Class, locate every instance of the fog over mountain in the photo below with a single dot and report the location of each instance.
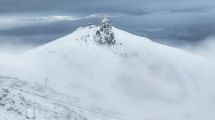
(172, 22)
(107, 60)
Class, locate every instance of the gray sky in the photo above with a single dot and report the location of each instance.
(166, 21)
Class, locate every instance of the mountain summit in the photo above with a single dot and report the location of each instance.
(103, 73)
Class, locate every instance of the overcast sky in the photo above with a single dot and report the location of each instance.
(166, 21)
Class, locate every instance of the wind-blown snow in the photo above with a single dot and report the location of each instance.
(135, 79)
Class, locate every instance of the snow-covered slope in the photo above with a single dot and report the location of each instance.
(134, 79)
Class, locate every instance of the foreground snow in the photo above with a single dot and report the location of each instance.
(135, 79)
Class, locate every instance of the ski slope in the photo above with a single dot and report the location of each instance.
(134, 79)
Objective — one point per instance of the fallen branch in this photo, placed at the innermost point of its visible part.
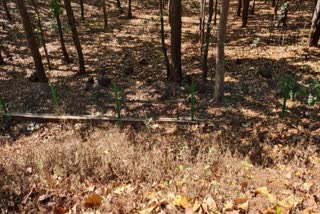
(86, 118)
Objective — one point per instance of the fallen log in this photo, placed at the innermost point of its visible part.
(36, 117)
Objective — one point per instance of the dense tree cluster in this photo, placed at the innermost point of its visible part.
(208, 16)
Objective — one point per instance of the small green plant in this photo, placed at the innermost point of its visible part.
(278, 210)
(192, 100)
(286, 94)
(54, 97)
(115, 89)
(3, 106)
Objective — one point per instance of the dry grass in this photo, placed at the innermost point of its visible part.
(125, 164)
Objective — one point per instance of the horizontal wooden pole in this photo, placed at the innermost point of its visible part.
(86, 118)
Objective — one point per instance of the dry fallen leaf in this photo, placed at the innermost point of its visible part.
(196, 206)
(188, 211)
(59, 210)
(211, 204)
(148, 210)
(181, 201)
(93, 200)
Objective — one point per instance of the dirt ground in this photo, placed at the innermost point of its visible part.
(247, 159)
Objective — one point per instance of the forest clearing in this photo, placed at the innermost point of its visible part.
(195, 106)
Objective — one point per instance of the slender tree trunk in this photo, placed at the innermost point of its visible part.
(119, 6)
(175, 23)
(129, 10)
(202, 23)
(1, 59)
(275, 9)
(239, 8)
(105, 15)
(215, 12)
(315, 27)
(219, 77)
(42, 36)
(253, 7)
(206, 45)
(6, 9)
(63, 46)
(82, 9)
(27, 25)
(245, 12)
(163, 43)
(76, 41)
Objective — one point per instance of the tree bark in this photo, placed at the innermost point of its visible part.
(63, 46)
(206, 45)
(119, 6)
(82, 9)
(175, 23)
(239, 8)
(253, 7)
(163, 43)
(202, 23)
(315, 27)
(42, 36)
(222, 29)
(129, 10)
(75, 37)
(245, 12)
(105, 15)
(215, 12)
(1, 59)
(275, 9)
(27, 25)
(6, 9)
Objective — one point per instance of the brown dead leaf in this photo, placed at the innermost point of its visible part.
(196, 206)
(181, 201)
(93, 200)
(60, 210)
(188, 211)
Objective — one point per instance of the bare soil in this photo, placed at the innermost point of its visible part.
(248, 159)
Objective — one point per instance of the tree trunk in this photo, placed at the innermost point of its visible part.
(163, 44)
(76, 41)
(219, 77)
(82, 9)
(245, 12)
(42, 36)
(129, 10)
(215, 12)
(175, 23)
(63, 46)
(1, 59)
(315, 27)
(275, 9)
(6, 9)
(253, 7)
(202, 23)
(105, 15)
(206, 45)
(119, 6)
(239, 8)
(27, 25)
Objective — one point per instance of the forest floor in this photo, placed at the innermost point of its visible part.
(247, 159)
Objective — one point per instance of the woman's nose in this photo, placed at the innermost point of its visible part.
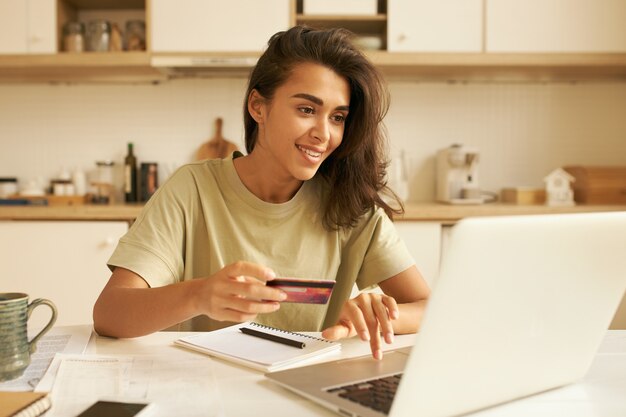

**Directions for this task:** Would you print the material exactly once more, without any of its pictures?

**Task result:**
Class, locate every instance of the fog over mountain in the photo below with a single dot and report the location of each instance.
(172, 22)
(107, 60)
Class, locate every instance of the gray sky in the photo above with a single dot and report the location of each instance.
(166, 21)
Class, locate every instance of the mountain summit in the photo above with a single dot and report the location of each instance.
(103, 73)
Class, locate every instance of the overcast sky in the photo above with a single dot and report the location of each instance.
(166, 21)
Class, locate every instance of the wind-blown snow in the photo above with a single dot and report the location of each instance.
(135, 79)
Class, locate every instance of the snow-covered slope in the photo above with a single dot and report the location of each instance.
(134, 79)
Class, locate every instance of the foreground snow in the photo above with a single dot and report the location of each instance.
(135, 79)
Class, locate every instance of the ski slope in the photo above with a single dot and report the location of each instance.
(134, 79)
Objective — one point per instance of the fallen branch in this photo, placed at the innermost point of its visible part.
(86, 118)
Objective — one point per instance of the fallen log in this photo, placed at the innermost point of its visible part.
(36, 117)
Objective — one point per instance of the dense tree cluster in this photo, placed at the innermost point of its visible part.
(208, 16)
Objective — one point per instance of the small green plant in this photo, placed at the innermost point of its visible part.
(278, 210)
(192, 100)
(286, 94)
(54, 97)
(115, 89)
(3, 106)
Objective — one point per instance of the dry grass in this photo, placed at the innermost point of its visible part.
(125, 164)
Objective — one point per instance of the horizontal wooden pole in this photo, placed at the innermost point of its visible part.
(86, 118)
Objective — one point per instance of the dry fallen leaf in this photo, placed at the innermost point of its visible part.
(196, 206)
(188, 211)
(59, 210)
(211, 204)
(148, 210)
(181, 201)
(93, 200)
Objective — one point per instance of the dirt ground in this photo, placed at the innermost point of its visible part.
(247, 159)
Objective — one point per instance of the forest clearing in this photo, placed at the innermost point of its visible part.
(195, 106)
Objective — one point per instance of the slender tree trunk in this photo, placed at the innermost point of its visible part.
(119, 6)
(175, 23)
(129, 10)
(202, 23)
(1, 59)
(275, 9)
(239, 8)
(105, 15)
(215, 12)
(315, 27)
(219, 77)
(42, 36)
(253, 7)
(206, 45)
(6, 9)
(63, 46)
(82, 9)
(27, 25)
(245, 12)
(163, 43)
(76, 41)
Objective — one point per instance of the tree bark in this photo, placed at the innermost point of its visible part.
(63, 46)
(206, 45)
(119, 6)
(82, 9)
(175, 23)
(239, 8)
(253, 7)
(163, 43)
(202, 23)
(315, 27)
(42, 36)
(222, 29)
(129, 10)
(75, 37)
(245, 12)
(105, 15)
(215, 12)
(1, 59)
(275, 9)
(27, 25)
(6, 9)
Objective — one point per instance of the brown dead leaf in this photo, placed at the innermost point of its visible part.
(196, 206)
(181, 201)
(93, 200)
(60, 210)
(188, 211)
Objective — one point per instance of the bare soil in this photo, placed at the innermost point of its visible part.
(248, 159)
Objective — one point per instance of the tree trunk in this photo, placed at the innermost point of its visible part.
(163, 44)
(76, 41)
(219, 77)
(82, 9)
(245, 12)
(42, 36)
(129, 10)
(215, 12)
(175, 23)
(63, 46)
(1, 59)
(315, 27)
(275, 9)
(6, 9)
(253, 7)
(202, 23)
(105, 15)
(206, 45)
(119, 6)
(239, 8)
(27, 25)
Objective — one point per instance of the forest floor in this photo, placed at the innermost point of its visible part.
(247, 159)
Objective — one point per instance of the woman's nose in this photo, placed at the innermost point of its visible part.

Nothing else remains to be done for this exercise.